*WORK TO COMPLETE*:
Would you please give the entries again word for word, with no images in your copy?

*DATA SUPPLIED*:
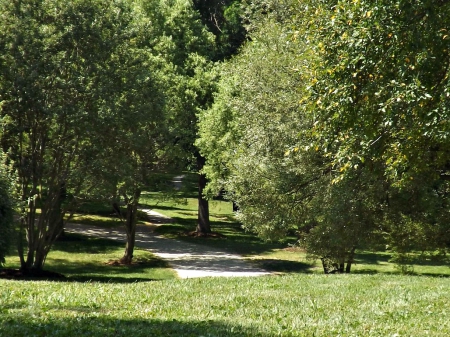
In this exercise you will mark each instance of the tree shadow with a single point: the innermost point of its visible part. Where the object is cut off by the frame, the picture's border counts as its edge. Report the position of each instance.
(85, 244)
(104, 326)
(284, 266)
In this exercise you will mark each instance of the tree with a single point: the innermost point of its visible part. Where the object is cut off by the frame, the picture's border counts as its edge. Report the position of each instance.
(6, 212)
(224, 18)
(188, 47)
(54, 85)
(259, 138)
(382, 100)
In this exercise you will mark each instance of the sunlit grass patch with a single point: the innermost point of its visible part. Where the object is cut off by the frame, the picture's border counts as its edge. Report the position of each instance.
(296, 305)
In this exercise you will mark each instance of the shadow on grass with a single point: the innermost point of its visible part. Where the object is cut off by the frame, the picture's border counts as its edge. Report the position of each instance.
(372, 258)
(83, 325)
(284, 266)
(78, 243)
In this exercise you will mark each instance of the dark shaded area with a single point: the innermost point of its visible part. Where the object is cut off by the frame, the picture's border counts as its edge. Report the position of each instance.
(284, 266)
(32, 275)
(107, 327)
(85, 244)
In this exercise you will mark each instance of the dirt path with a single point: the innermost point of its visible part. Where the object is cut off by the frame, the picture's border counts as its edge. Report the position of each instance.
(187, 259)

*THE ANSWER*:
In this exercise you will mark each instance of the tree shadow with a single point: the innermost point of its visible part. Where the object is cut off by the frame, the picture's border counts as its edge. Report the position of each instance.
(85, 244)
(104, 326)
(284, 266)
In this exercise you will mark each instance of the tree with a single point: the innermost point of its visible part. Where the object is cut off by the frame, the picture's border counts as its edge. Report the position of each instance.
(6, 212)
(224, 18)
(188, 47)
(54, 85)
(259, 138)
(382, 100)
In this exercise you will mark each instance of the sunlit grass patch with a single point: the innermost point of its visible part. Where the object is cut off by the frame, the picture's border counts as its edge. Report the position of each instance.
(296, 305)
In this exercise you will mark each instance of the shadow on grass with a single point: the innermost point of its visible part. Where the object is cut off by the frame, the picture's border counts as its edge. Report the position of each instance.
(372, 258)
(83, 325)
(284, 266)
(78, 243)
In this exercise you will mark each instance of the dark shaded area with a single point: the innermost point of its visible part. Where the object is cut off by the frame, the picture's border counts as its edge. Report the position of each instance.
(284, 266)
(32, 275)
(107, 327)
(85, 244)
In this exercise you will mark each instance of the dirt path with a single point: the innermost point of its visible part. Where the object is cut off by the frame, the picture's border counts as its edge. Report the position of each instance.
(187, 259)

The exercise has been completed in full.